Word for word, repeat each of the records below.

+---+

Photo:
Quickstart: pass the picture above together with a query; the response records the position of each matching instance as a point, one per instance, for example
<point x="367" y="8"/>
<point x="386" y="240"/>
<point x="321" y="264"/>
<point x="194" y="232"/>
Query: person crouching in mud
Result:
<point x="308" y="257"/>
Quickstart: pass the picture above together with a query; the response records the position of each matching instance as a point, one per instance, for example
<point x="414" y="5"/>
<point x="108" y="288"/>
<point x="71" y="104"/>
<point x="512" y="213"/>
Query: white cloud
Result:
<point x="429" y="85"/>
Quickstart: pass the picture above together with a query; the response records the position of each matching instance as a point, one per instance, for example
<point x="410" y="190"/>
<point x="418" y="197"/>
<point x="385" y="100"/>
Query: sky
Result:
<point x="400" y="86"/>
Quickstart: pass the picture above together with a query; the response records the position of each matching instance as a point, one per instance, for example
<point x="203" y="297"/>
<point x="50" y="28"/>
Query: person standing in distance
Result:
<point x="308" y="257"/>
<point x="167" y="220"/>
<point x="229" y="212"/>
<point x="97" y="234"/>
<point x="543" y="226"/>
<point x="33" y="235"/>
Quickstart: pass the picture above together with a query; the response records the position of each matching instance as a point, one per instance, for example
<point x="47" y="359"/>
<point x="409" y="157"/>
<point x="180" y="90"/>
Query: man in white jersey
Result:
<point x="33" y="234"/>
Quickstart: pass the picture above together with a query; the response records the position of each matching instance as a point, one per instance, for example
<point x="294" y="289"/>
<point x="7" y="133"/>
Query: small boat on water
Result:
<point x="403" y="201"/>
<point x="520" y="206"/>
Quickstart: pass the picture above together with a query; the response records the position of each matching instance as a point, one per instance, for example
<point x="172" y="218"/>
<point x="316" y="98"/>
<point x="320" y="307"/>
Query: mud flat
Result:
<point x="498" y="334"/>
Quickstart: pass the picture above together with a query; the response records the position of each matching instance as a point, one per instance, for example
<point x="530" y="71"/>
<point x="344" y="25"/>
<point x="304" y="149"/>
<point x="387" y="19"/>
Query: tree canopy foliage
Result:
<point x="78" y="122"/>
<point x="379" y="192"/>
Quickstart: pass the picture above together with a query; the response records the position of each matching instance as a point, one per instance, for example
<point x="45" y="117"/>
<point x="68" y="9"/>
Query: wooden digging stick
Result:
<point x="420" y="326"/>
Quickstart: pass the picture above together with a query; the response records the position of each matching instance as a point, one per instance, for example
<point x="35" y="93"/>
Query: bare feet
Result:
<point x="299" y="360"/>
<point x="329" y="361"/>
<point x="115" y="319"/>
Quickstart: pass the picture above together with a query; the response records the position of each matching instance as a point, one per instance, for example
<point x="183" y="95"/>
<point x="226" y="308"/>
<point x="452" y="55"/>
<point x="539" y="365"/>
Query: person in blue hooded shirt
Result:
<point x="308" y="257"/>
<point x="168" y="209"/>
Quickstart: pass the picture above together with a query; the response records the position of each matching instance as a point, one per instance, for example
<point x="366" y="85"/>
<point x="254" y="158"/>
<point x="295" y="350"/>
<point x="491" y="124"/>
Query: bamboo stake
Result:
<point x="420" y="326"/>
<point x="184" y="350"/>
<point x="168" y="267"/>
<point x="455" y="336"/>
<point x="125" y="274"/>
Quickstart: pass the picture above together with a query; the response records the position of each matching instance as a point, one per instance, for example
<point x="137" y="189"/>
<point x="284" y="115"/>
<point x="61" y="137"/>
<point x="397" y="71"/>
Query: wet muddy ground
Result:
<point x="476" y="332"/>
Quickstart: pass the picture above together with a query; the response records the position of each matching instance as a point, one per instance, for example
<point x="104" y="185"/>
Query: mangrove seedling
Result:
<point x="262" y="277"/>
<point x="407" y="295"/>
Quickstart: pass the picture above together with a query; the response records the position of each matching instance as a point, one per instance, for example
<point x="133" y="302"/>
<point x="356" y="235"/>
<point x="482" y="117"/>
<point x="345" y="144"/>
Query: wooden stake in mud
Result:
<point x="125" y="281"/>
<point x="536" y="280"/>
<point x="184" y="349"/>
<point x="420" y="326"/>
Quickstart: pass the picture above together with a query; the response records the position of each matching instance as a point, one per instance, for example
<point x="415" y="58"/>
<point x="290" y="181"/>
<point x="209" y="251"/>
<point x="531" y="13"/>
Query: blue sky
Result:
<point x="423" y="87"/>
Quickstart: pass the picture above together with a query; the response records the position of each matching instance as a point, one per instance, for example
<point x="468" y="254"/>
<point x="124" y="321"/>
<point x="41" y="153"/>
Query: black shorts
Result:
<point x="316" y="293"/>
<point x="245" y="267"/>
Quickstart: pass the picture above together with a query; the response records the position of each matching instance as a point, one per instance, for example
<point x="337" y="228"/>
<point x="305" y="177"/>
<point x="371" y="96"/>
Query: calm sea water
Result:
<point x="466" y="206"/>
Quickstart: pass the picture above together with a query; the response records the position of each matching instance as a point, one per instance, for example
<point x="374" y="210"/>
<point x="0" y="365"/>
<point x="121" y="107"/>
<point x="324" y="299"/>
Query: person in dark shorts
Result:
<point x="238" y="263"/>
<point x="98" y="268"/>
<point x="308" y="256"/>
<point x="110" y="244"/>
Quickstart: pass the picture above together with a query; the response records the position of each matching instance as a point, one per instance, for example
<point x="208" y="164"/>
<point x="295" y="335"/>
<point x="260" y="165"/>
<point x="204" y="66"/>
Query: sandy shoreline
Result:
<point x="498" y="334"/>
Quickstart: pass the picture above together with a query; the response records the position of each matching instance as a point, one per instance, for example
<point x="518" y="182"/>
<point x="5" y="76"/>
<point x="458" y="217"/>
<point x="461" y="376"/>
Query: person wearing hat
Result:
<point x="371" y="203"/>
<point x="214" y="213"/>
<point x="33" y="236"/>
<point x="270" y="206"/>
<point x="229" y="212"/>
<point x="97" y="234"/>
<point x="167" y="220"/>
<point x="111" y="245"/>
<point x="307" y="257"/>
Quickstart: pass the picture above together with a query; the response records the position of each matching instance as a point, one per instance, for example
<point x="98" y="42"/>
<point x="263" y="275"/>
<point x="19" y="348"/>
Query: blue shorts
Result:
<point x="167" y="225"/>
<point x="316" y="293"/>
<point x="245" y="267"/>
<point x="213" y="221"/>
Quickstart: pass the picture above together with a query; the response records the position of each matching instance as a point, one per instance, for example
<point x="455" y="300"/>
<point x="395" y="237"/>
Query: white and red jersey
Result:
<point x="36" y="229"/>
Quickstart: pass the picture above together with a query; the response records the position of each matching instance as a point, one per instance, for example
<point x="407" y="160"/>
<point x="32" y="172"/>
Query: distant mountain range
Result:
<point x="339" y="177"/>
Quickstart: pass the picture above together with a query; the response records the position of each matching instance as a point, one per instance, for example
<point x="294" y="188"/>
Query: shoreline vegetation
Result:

+---+

Finished task:
Photo:
Quickstart: pass the picture above together with a query; the response records the position of each matching instance as a point, one per instance, for example
<point x="367" y="8"/>
<point x="386" y="240"/>
<point x="321" y="264"/>
<point x="194" y="232"/>
Query: person crouching in mud
Result:
<point x="308" y="257"/>
Quickstart: pass the picture above together with a query; the response records the position of each matching instance as a point, one per instance, for example
<point x="414" y="5"/>
<point x="108" y="288"/>
<point x="71" y="104"/>
<point x="512" y="213"/>
Query: white cloud
Result:
<point x="429" y="85"/>
Quickstart: pass the picture above together with a query; the response records the position of each matching instance as a point, one per instance, for example
<point x="410" y="190"/>
<point x="418" y="197"/>
<point x="385" y="100"/>
Query: sky
Result:
<point x="400" y="86"/>
Quickstart: pass the picture above together with a query; the response records the position of each matching instance as a point, one per instance, for example
<point x="203" y="297"/>
<point x="50" y="28"/>
Query: person standing in distance
Result:
<point x="308" y="257"/>
<point x="167" y="220"/>
<point x="229" y="212"/>
<point x="97" y="234"/>
<point x="543" y="226"/>
<point x="33" y="235"/>
Quickstart: pass the picture above together with a query; the response records the position of each matching instance as a point, one per instance, for example
<point x="47" y="359"/>
<point x="409" y="157"/>
<point x="180" y="90"/>
Query: man in white jersey
Result:
<point x="33" y="234"/>
Quickstart: pass the picture above together with a query; the response records the position of each matching instance as a point, one per instance, for example
<point x="294" y="289"/>
<point x="7" y="133"/>
Query: small boat on water
Result:
<point x="403" y="201"/>
<point x="520" y="206"/>
Quickstart: pass the picture above together with a query; the response records the position of each matching instance as a point, one per instance, for example
<point x="172" y="218"/>
<point x="316" y="98"/>
<point x="320" y="307"/>
Query: mud flat
Result:
<point x="498" y="334"/>
Quickstart: pass the picture above together with a query; the response records the position of each matching instance as a point, one per instance, for example
<point x="530" y="71"/>
<point x="344" y="25"/>
<point x="304" y="149"/>
<point x="387" y="19"/>
Query: tree canopy foliage
Result:
<point x="78" y="122"/>
<point x="379" y="192"/>
Quickstart: pass the picture above together with a query; the response records the position of each matching instance as a point, one per instance, for example
<point x="45" y="117"/>
<point x="68" y="9"/>
Query: wooden digging stick
Result:
<point x="420" y="326"/>
Quickstart: pass the picture above together with a query; the response records the position of each matching instance as a point, one per instance, for example
<point x="35" y="93"/>
Query: bare feet
Result:
<point x="299" y="360"/>
<point x="329" y="361"/>
<point x="115" y="319"/>
Quickstart: pass the picture above together with a query; the response records the position of each matching instance as a point, one per instance, for example
<point x="183" y="95"/>
<point x="226" y="308"/>
<point x="452" y="55"/>
<point x="539" y="365"/>
Query: person in blue hooded shirt
Result:
<point x="308" y="257"/>
<point x="168" y="209"/>
Quickstart: pass the picture above together with a query; the response records the position of each matching instance as a point, one per instance, for example
<point x="366" y="85"/>
<point x="254" y="158"/>
<point x="295" y="350"/>
<point x="491" y="124"/>
Query: bamboo stake
Result:
<point x="420" y="326"/>
<point x="184" y="350"/>
<point x="168" y="267"/>
<point x="455" y="336"/>
<point x="125" y="274"/>
Quickstart: pass the picture above together with a query; the response records the position of each matching instance as a point, one per instance, for example
<point x="137" y="189"/>
<point x="284" y="115"/>
<point x="61" y="137"/>
<point x="397" y="71"/>
Query: wet muddy ground
Result:
<point x="476" y="332"/>
Quickstart: pass the picture above together with a query; the response records the position of each matching instance as a point, one per instance, for example
<point x="104" y="185"/>
Query: mangrove seedling
Result:
<point x="262" y="277"/>
<point x="407" y="295"/>
Quickstart: pass the picture above together with a query; the response records the position of each matching instance as a point, one per instance, for example
<point x="133" y="302"/>
<point x="356" y="235"/>
<point x="482" y="117"/>
<point x="345" y="144"/>
Query: wooden stake in mud
Result:
<point x="125" y="281"/>
<point x="536" y="280"/>
<point x="184" y="349"/>
<point x="420" y="326"/>
Quickstart: pass the picture above together with a query; the response records the position of each matching instance as a point, one per instance, for example
<point x="415" y="58"/>
<point x="290" y="181"/>
<point x="209" y="251"/>
<point x="531" y="13"/>
Query: blue sky
Result:
<point x="423" y="87"/>
Quickstart: pass the picture above together with a query; the response records the position of each matching instance as a point, one per instance, for example
<point x="468" y="254"/>
<point x="124" y="321"/>
<point x="41" y="153"/>
Query: black shorts
Result:
<point x="316" y="293"/>
<point x="245" y="267"/>
Quickstart: pass the picture above together with a query; the response records the position of each matching instance as a point, one per instance, for example
<point x="337" y="228"/>
<point x="305" y="177"/>
<point x="371" y="96"/>
Query: calm sea water
Result:
<point x="466" y="206"/>
Quickstart: pass the picture above together with a query; the response records the position of each matching instance as a point, one per instance, for example
<point x="374" y="210"/>
<point x="0" y="365"/>
<point x="121" y="107"/>
<point x="324" y="299"/>
Query: person in dark shorts
Result:
<point x="238" y="263"/>
<point x="98" y="268"/>
<point x="308" y="256"/>
<point x="110" y="244"/>
Quickstart: pass the picture above together with a query; the response records the position of each matching instance as a point, one per instance, for example
<point x="208" y="164"/>
<point x="295" y="335"/>
<point x="260" y="165"/>
<point x="204" y="66"/>
Query: sandy shoreline
Result:
<point x="498" y="334"/>
Quickstart: pass the picture above together with a query; the response records the position of each matching instance as a point, one per instance, for example
<point x="518" y="182"/>
<point x="5" y="76"/>
<point x="458" y="217"/>
<point x="461" y="376"/>
Query: person wearing hat
Result:
<point x="371" y="203"/>
<point x="214" y="213"/>
<point x="33" y="236"/>
<point x="270" y="206"/>
<point x="229" y="212"/>
<point x="97" y="234"/>
<point x="167" y="220"/>
<point x="111" y="245"/>
<point x="307" y="257"/>
Quickstart: pass the picture above together with a query; the response records the position of each matching instance as a point, one per instance, for example
<point x="98" y="42"/>
<point x="263" y="275"/>
<point x="19" y="348"/>
Query: blue shorts
Result:
<point x="167" y="225"/>
<point x="316" y="293"/>
<point x="245" y="267"/>
<point x="213" y="221"/>
Quickstart: pass the picture above together with a query; the response records the position of each matching instance as a point, one per instance, for example
<point x="455" y="300"/>
<point x="395" y="237"/>
Query: white and red jersey
Result:
<point x="36" y="229"/>
Quickstart: pass the picture above together with a query; the response records the position of each matching instance as a point, one per instance, for example
<point x="407" y="160"/>
<point x="32" y="172"/>
Query: distant mountain range
Result:
<point x="339" y="177"/>
Quickstart: pass the picture above together with a query; the response records the position of each matching instance as a point, one per instance, for example
<point x="294" y="188"/>
Query: shoreline vegetation
Result:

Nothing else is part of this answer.